Start of Data provided

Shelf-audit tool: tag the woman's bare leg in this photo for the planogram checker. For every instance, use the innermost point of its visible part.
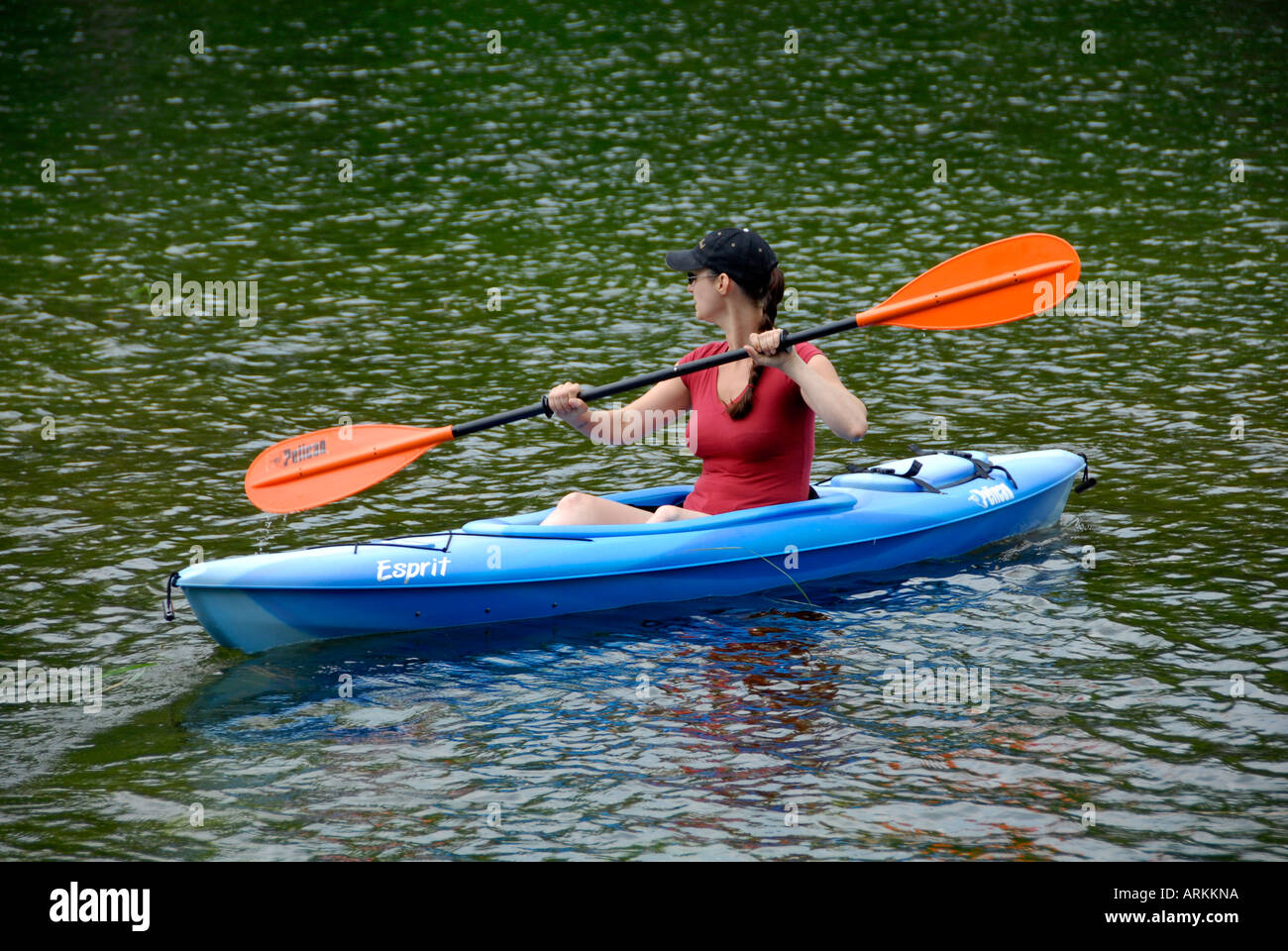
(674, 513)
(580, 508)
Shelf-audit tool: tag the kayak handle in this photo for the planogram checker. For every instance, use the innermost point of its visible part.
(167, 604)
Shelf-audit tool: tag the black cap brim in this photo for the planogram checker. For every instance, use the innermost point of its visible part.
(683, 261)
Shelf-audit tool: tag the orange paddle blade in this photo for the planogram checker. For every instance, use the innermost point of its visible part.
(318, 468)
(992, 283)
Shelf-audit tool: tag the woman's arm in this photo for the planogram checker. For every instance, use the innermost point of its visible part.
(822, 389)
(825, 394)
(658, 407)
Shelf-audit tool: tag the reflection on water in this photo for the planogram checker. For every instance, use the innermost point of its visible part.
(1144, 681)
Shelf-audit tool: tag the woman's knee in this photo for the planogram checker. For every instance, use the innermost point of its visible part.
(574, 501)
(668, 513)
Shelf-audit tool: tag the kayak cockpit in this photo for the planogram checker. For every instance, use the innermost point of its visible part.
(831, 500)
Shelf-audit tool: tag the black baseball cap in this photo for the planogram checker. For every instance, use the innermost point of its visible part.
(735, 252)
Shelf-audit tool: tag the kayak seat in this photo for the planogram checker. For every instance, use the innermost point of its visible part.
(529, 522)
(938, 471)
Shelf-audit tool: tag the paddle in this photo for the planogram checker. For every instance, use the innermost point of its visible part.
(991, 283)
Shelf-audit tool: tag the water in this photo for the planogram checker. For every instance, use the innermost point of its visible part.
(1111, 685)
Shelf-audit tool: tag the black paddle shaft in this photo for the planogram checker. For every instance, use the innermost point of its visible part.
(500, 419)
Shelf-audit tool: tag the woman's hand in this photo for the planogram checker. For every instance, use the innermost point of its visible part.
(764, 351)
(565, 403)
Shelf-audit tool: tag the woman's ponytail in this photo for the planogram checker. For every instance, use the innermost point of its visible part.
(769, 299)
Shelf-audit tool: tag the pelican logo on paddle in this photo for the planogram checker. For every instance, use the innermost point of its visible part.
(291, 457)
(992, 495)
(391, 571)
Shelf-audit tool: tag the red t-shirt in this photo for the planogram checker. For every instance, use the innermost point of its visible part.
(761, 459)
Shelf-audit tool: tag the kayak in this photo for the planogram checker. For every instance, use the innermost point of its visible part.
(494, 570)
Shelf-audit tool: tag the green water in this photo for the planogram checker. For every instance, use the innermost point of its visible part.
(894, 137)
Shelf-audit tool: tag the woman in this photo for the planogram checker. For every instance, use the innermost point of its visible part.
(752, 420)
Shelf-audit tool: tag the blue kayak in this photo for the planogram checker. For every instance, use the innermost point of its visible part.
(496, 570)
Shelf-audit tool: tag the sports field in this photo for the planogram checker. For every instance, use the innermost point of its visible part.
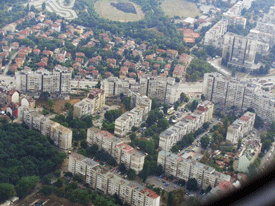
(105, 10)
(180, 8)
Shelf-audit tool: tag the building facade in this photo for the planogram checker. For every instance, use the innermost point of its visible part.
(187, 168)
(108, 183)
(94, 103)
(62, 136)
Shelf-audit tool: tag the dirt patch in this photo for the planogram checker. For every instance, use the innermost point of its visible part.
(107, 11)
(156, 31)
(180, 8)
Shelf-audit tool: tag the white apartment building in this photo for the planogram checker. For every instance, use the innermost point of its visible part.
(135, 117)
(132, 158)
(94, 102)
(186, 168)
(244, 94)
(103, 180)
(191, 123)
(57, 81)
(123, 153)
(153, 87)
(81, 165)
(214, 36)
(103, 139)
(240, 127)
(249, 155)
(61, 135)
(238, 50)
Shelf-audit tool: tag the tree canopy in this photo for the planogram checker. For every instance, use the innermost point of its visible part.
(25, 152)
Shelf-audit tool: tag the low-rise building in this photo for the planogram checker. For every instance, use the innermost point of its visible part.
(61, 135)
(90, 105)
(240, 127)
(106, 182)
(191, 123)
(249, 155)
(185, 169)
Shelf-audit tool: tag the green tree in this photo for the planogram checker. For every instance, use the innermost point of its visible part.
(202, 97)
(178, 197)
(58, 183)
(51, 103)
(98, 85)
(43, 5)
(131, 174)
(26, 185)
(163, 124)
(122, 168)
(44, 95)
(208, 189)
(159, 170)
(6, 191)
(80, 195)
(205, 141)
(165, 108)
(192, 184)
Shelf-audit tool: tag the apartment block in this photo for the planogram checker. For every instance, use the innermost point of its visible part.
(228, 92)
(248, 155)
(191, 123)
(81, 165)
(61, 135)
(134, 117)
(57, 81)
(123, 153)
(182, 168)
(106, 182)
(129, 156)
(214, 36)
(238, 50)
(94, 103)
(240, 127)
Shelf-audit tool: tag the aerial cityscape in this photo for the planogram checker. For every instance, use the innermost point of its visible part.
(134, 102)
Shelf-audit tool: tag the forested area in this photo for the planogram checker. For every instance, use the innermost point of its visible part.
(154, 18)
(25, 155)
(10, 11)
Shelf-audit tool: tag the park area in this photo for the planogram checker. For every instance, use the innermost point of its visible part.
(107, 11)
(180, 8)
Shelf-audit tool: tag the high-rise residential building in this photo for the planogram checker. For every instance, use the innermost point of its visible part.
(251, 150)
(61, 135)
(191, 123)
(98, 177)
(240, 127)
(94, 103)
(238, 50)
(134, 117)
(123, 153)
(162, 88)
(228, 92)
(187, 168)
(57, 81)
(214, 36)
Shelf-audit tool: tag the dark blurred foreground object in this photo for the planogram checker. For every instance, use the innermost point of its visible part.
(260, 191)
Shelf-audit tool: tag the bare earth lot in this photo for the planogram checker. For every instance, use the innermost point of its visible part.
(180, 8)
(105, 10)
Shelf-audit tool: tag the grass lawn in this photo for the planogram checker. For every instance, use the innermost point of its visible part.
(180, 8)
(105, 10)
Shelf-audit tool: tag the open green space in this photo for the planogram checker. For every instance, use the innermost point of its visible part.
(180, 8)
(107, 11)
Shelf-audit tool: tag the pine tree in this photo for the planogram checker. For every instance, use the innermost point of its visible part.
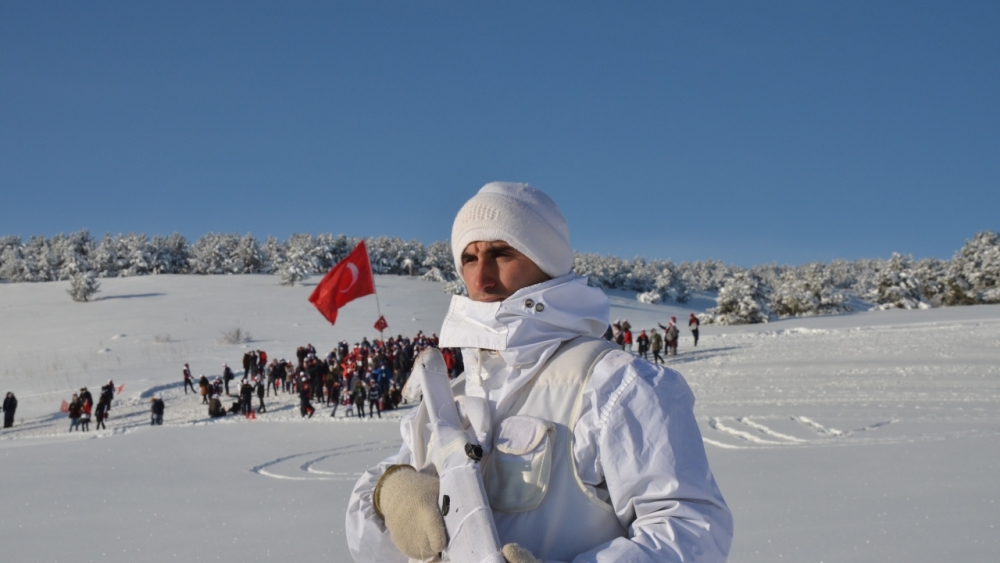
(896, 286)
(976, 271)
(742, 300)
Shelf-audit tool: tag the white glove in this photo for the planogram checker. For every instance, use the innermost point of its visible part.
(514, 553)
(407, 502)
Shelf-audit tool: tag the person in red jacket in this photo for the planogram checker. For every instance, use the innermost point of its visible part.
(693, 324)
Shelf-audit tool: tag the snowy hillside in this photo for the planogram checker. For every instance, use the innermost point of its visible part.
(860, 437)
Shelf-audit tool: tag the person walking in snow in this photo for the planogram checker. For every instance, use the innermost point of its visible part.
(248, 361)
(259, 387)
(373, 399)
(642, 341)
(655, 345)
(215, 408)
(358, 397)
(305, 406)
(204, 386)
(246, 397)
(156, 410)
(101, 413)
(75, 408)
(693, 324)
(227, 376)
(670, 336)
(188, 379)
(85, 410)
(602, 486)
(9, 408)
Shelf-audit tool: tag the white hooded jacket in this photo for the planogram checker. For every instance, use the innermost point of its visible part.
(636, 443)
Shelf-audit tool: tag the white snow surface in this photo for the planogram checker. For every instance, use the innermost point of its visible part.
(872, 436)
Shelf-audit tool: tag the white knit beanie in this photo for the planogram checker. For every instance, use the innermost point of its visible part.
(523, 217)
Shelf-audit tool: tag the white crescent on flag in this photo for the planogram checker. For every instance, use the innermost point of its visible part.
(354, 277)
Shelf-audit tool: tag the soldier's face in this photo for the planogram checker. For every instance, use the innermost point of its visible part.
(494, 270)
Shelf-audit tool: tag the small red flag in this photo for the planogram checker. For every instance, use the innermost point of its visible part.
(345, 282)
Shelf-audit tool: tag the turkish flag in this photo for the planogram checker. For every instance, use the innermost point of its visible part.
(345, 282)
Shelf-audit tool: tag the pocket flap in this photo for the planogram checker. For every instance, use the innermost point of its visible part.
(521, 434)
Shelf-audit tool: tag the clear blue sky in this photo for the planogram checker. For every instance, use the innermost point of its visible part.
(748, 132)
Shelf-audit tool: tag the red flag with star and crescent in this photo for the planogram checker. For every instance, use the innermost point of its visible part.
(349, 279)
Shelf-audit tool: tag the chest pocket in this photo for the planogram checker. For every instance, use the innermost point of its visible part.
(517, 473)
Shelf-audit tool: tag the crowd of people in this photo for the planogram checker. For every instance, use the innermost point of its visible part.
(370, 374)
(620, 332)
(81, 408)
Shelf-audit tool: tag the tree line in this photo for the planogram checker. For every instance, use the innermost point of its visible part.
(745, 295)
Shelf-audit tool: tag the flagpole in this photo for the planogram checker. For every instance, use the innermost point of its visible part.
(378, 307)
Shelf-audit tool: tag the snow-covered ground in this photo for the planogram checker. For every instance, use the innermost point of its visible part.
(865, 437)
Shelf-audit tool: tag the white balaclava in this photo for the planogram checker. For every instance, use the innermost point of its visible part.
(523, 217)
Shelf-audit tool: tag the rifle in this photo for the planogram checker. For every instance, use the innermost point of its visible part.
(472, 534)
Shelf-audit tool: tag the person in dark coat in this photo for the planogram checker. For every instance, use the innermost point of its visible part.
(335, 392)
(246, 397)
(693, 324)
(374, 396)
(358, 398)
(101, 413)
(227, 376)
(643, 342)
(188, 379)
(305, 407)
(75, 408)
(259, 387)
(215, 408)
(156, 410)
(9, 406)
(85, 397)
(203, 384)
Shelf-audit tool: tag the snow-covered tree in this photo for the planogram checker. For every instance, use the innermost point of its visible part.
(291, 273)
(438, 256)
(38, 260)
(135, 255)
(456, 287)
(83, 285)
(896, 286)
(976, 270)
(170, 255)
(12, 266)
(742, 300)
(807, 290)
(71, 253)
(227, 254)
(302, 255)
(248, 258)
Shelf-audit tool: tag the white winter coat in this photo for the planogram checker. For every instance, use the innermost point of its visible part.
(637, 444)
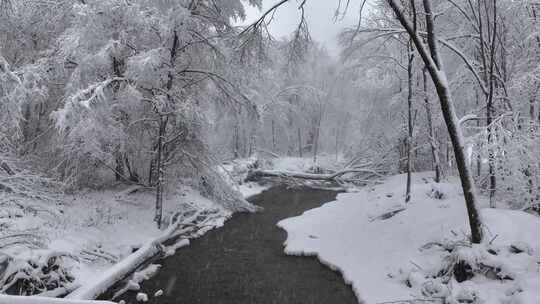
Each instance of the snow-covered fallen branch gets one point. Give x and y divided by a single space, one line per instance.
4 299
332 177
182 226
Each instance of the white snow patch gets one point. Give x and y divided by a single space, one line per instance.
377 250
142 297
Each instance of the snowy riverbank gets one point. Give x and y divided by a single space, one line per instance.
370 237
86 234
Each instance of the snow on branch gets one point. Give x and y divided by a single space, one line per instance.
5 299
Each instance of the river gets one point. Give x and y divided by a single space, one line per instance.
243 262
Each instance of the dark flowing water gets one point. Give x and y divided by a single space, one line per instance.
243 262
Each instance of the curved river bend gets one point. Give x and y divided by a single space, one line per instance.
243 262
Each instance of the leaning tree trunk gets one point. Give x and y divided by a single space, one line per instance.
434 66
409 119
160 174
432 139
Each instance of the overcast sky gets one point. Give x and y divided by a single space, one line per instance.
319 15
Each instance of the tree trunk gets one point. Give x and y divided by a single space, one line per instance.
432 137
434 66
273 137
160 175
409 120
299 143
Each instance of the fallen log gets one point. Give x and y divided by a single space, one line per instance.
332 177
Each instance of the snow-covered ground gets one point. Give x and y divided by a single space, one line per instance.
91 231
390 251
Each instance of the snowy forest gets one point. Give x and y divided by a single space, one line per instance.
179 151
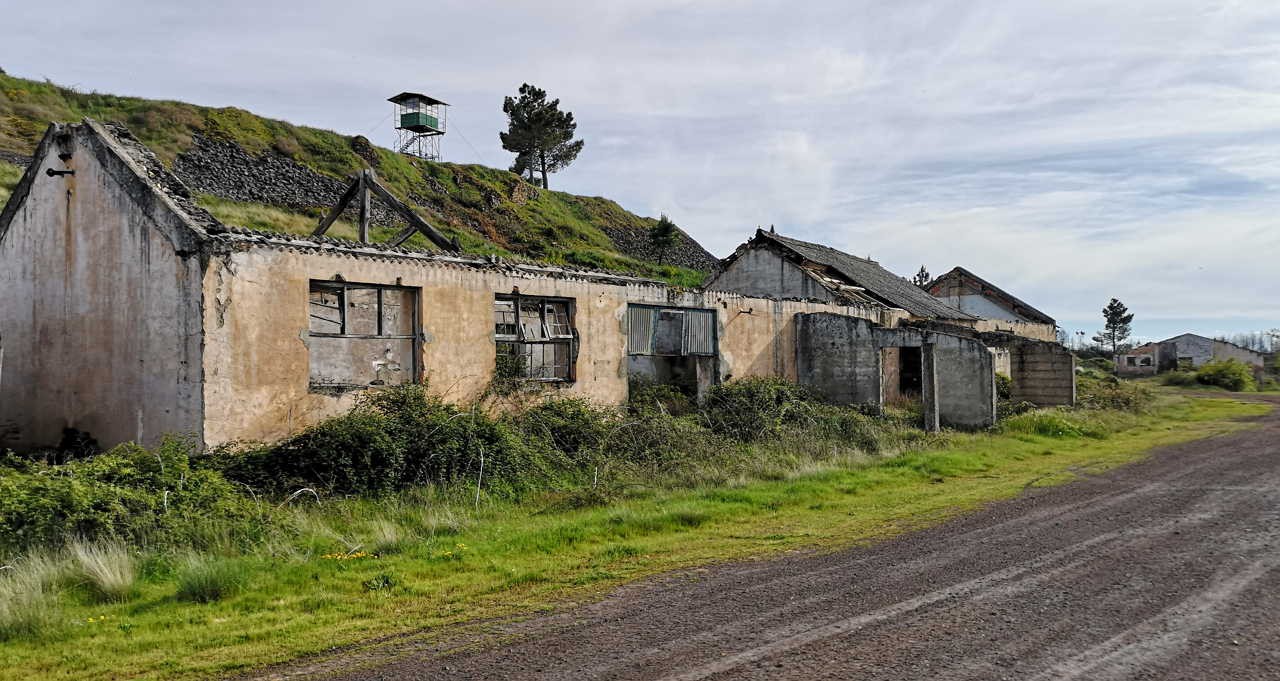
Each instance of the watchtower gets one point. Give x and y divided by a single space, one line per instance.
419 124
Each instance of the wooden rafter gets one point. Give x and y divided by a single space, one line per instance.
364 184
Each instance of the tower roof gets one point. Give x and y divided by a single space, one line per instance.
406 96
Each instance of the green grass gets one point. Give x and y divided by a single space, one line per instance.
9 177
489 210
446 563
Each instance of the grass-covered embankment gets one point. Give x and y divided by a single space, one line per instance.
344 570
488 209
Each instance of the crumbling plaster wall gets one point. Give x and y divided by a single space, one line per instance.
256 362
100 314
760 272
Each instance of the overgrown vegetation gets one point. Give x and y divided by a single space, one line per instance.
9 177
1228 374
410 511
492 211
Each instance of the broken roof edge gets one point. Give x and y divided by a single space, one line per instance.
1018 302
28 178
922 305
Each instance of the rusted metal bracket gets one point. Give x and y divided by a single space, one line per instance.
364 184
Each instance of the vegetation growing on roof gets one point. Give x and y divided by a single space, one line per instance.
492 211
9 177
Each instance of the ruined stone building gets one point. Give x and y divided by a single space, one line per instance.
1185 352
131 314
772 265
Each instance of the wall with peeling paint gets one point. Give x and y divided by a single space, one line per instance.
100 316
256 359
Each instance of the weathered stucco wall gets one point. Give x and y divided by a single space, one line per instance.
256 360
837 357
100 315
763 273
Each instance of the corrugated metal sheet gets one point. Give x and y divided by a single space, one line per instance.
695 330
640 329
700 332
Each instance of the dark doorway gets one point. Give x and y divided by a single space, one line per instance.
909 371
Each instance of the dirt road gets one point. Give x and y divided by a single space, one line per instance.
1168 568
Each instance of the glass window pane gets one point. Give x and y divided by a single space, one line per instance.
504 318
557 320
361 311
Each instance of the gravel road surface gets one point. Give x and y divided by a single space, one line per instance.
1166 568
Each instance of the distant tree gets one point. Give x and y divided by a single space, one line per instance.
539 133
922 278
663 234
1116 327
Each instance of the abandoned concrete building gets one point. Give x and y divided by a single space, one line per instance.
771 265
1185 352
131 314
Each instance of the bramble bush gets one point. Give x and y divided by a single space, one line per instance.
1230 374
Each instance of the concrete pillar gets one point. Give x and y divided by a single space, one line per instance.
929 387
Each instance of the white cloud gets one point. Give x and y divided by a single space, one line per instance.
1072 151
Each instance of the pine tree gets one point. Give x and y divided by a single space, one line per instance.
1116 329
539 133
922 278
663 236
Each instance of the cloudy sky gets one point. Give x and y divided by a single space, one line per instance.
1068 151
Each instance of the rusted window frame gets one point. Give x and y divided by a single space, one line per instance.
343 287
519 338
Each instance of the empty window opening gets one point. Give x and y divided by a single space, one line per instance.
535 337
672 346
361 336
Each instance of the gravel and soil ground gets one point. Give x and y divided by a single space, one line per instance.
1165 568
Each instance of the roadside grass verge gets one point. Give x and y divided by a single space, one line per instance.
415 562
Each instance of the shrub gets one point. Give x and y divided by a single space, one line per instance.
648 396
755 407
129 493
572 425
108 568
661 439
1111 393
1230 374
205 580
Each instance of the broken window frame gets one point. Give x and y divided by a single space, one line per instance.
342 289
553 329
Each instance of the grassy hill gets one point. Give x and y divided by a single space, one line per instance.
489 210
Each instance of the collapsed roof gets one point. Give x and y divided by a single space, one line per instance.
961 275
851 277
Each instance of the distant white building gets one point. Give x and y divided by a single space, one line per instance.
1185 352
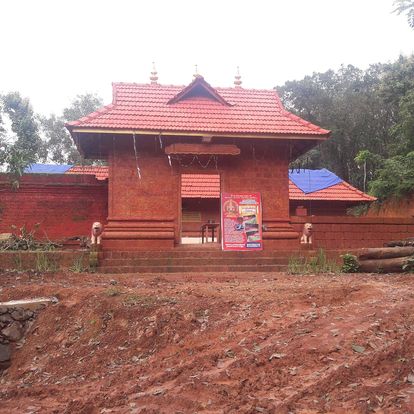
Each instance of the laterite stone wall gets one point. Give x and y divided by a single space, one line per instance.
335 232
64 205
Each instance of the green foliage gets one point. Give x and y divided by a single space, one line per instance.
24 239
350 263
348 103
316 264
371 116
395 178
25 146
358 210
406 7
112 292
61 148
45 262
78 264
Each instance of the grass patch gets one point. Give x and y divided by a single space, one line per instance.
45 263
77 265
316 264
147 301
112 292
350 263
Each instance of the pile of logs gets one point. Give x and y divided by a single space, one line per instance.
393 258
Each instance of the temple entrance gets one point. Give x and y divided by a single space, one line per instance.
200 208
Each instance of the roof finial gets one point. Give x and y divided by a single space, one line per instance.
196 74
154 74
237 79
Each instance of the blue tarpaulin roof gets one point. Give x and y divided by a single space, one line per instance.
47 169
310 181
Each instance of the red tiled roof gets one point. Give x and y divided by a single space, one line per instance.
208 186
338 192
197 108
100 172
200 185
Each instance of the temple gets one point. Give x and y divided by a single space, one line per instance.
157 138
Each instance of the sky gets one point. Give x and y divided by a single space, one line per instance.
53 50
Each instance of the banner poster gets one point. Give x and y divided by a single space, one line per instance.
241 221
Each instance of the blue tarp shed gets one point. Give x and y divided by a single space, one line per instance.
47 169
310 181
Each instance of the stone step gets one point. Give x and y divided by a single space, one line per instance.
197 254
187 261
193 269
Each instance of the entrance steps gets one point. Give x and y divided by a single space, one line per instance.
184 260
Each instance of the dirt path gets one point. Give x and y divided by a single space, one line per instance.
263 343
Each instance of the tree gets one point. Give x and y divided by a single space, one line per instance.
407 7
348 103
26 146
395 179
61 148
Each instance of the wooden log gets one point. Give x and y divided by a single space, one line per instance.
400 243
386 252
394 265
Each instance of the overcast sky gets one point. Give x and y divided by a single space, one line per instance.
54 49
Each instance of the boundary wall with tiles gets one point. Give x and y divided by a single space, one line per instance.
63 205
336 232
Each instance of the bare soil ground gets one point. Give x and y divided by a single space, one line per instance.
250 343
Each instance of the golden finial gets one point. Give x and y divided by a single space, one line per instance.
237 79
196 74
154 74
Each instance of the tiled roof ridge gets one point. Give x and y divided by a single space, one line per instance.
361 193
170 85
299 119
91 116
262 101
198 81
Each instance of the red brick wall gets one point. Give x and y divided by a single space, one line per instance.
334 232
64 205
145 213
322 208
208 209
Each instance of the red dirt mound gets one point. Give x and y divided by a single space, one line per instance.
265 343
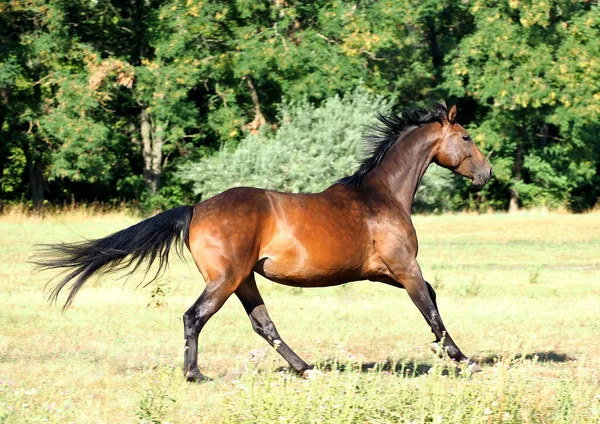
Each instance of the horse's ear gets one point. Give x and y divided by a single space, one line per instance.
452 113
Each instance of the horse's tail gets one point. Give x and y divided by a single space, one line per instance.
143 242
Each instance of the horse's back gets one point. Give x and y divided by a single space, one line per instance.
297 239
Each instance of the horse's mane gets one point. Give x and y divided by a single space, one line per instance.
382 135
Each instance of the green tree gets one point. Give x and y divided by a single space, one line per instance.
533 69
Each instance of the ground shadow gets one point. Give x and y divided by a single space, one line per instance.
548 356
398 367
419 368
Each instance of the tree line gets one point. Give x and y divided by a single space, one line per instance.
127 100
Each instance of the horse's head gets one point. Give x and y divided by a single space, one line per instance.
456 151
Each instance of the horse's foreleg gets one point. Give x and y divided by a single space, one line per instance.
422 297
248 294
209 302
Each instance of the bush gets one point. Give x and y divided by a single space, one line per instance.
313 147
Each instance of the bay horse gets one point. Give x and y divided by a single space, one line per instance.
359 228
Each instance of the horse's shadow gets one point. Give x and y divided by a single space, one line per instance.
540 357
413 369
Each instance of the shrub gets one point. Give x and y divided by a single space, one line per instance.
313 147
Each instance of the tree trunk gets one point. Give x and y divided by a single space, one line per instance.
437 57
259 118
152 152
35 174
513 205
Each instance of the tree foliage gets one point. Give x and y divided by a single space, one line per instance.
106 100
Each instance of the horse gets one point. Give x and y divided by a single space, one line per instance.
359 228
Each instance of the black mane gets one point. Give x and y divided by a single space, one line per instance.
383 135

End of Data provided

**Written instruction**
Can you rewrite everything from the start of the listing down through the line containing "(1111, 685)", swapping "kayak" for "canoe" and changing nothing else? Leave the pictures out.

**Response to this task**
Shelf-audit tool: tag the woman's bare leg in this photo for the planogram checker. For every instance, use the innermost point of its visible part.
(674, 513)
(580, 508)
Shelf-audit tool: tag the canoe handle in this photo for the planogram checker. For every instance, use the innermost point of its visible part.
(167, 604)
Shelf-audit tool: tag the black cap brim in this photo for the planogram checker. For every instance, use the innermost point of its visible part.
(683, 261)
Shelf-audit tool: tag the orange paddle blade in this photo for the planogram checker. For every instance, use the innermost point of its visible part.
(318, 468)
(992, 283)
Shelf-audit tool: tag the woman's arm in this photo for the planogram checker. For every instance, use the innermost point of its visible part.
(822, 389)
(825, 394)
(658, 407)
Shelf-audit tool: tag the reflection on water in this photo for the planogram checker. For every instance, use the innermost point of its visible part.
(1144, 681)
Shelf-audit tool: tag the woman's knee in this photo for the planogram checker. For every instance, use the innermost point of its visible part.
(574, 501)
(668, 513)
Shelf-audit tool: tag the canoe cockpit in this photo for the planogram checker. For every instance, use the innermost point of its visible part.
(831, 500)
Shelf-audit tool: tag the black baseball cap in this photo for the planogram checker. For every instance, use the innermost point of its visible part.
(735, 252)
Shelf-audit tool: tag the canoe seat in this photo for the planogram checker. For every instance, use the innermost point of its visible part.
(529, 522)
(938, 471)
Shelf-audit tool: tag the paddle in this photo for the planogram checker. For every instance, use the innermost point of its visible part.
(991, 283)
Shelf-audit tool: tag the water in this photo for the planogram checker. For every instance, use the innermost point of its visible part.
(1111, 685)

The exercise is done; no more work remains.